Input material |
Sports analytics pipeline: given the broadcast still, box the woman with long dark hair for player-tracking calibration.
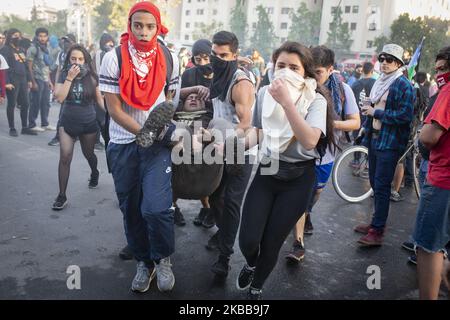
[52,44,104,210]
[236,42,336,299]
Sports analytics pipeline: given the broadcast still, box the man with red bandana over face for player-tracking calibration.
[99,2,179,292]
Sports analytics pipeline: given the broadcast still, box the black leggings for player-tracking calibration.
[239,164,316,289]
[6,76,30,129]
[58,127,98,195]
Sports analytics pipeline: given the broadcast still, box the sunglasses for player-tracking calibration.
[378,56,395,63]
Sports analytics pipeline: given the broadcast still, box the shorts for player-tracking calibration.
[315,162,334,190]
[413,183,450,253]
[60,116,99,139]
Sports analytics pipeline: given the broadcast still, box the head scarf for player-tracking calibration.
[119,1,168,111]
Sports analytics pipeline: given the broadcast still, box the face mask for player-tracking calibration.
[67,63,88,79]
[104,45,114,52]
[11,38,20,47]
[436,72,450,89]
[197,63,213,76]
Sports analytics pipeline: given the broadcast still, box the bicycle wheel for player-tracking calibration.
[332,146,372,203]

Task | Reproduce the whole listing above word for word, omitting the picture.

Task output |
Sports analytics pipeline: given the broadcast still, box the woman with long dark hair for player-tracking calibration.
[52,44,104,210]
[236,42,336,299]
Sports analytics pipeline: given the broadcast still, box the man with red bandana over face for player-tracking calibration.
[99,2,179,292]
Sports analytics pipeline: given the broadcast still, box the black leggings for player-tracking calibration.
[239,164,316,289]
[6,76,30,129]
[58,127,98,195]
Sports analytics pipeline: given the broadcast still, box the sunglasses for player-tracking calibration.
[378,56,395,63]
Sports analytics pipeline: given the broadcast still, box the shorts for player-tracking calibration.
[315,162,334,190]
[413,183,450,253]
[60,116,99,139]
Sports analytics pipeline: given the broadcast still, box the head scarf for player-tracking calibration.
[119,1,168,111]
Sports analytics pipeline: given the broadcast still, box the face mask for player-tracking calibration.
[67,63,88,79]
[104,45,114,52]
[11,38,20,47]
[436,72,450,89]
[197,63,213,76]
Sports analytics pipeline: given the broadcast still, box the bicycle wheel for player-tracking calibration.
[332,146,372,203]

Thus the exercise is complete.